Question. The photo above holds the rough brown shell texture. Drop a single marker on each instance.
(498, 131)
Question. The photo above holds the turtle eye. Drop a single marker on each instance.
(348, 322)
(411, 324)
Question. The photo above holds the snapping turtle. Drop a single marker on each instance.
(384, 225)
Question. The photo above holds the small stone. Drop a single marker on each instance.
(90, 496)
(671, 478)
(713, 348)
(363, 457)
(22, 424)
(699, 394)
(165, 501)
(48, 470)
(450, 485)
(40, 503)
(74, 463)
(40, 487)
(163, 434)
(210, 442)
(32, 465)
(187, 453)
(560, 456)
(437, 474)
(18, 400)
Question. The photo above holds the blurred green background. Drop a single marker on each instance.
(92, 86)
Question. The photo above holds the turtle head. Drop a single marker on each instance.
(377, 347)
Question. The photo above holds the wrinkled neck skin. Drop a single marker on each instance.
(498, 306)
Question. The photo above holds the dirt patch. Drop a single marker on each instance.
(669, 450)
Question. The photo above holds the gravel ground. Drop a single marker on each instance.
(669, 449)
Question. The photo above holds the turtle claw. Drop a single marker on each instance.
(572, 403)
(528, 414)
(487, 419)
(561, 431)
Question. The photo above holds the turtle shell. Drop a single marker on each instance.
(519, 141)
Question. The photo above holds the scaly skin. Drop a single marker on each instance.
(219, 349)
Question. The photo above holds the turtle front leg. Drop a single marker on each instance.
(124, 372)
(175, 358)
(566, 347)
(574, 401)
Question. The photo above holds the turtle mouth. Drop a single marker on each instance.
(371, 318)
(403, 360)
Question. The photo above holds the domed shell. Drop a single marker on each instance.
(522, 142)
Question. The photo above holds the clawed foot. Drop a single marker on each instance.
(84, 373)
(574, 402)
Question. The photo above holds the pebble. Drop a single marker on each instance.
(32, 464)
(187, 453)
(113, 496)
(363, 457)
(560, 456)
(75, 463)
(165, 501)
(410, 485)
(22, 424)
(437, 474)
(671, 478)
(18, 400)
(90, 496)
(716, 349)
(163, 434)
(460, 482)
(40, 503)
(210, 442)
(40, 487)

#####

* _Task statement_
Reproduce the material above in full, setting down each line word for word and in its original order.

* _Output below_
Question. The photo above holds the rough brown shell texture. Drop a single marker on each instance.
(498, 131)
Question. The photo above holds the turtle eye. Drop a single marker on each instance.
(348, 322)
(411, 324)
Question. The photo above holds the snapping turtle. Drop a single marker on each instance.
(384, 225)
Question. The photo above holds the small stone. Drop a single marker on each instance.
(90, 496)
(671, 478)
(713, 348)
(363, 457)
(22, 424)
(699, 394)
(165, 501)
(48, 470)
(450, 485)
(40, 503)
(74, 463)
(40, 487)
(163, 434)
(210, 442)
(32, 465)
(187, 453)
(560, 456)
(437, 474)
(18, 400)
Question. The photo above holds the blurred green background. Drop a single marker on each instance.
(92, 86)
Question. The photo above holds the turtle head. Drop a single marker on each instance.
(377, 347)
Question. The photo above holds the wrinkled neck skin. Drop a single marker on each instance.
(498, 306)
Question. The photo above holds the dirt patch. Drop a single marker on each instance.
(669, 450)
Question. The photo above holds the gravel ground. Drop a single marker on each instance.
(669, 449)
Question. The photo above holds the turtle claw. Drop a single marker on each instance.
(572, 403)
(528, 414)
(487, 419)
(561, 431)
Question. The photo above holds the turtle shell. Drop a single marker on each instance.
(519, 141)
Question. The photo above holds the scaly skin. Drop a single marker on each instance.
(219, 349)
Question. The photo above holds the turtle front leg. Drop a single marker on each instance.
(124, 372)
(175, 358)
(566, 347)
(574, 401)
Question. The photo above holds the turtle mouth. Drop a single marker on each instance.
(371, 318)
(403, 360)
Question. The photo above holds the domed shell. Drop a single marker on each instance.
(522, 142)
Question. The photo above holds the clawed foot. Drop a single marker on each instance.
(84, 373)
(574, 402)
Question. The photo above holds the pebble. Drop a single marker on each instance.
(32, 464)
(187, 453)
(113, 496)
(363, 457)
(560, 456)
(75, 463)
(165, 501)
(410, 485)
(22, 424)
(437, 474)
(671, 478)
(18, 400)
(90, 496)
(716, 349)
(163, 434)
(460, 482)
(40, 503)
(210, 442)
(40, 487)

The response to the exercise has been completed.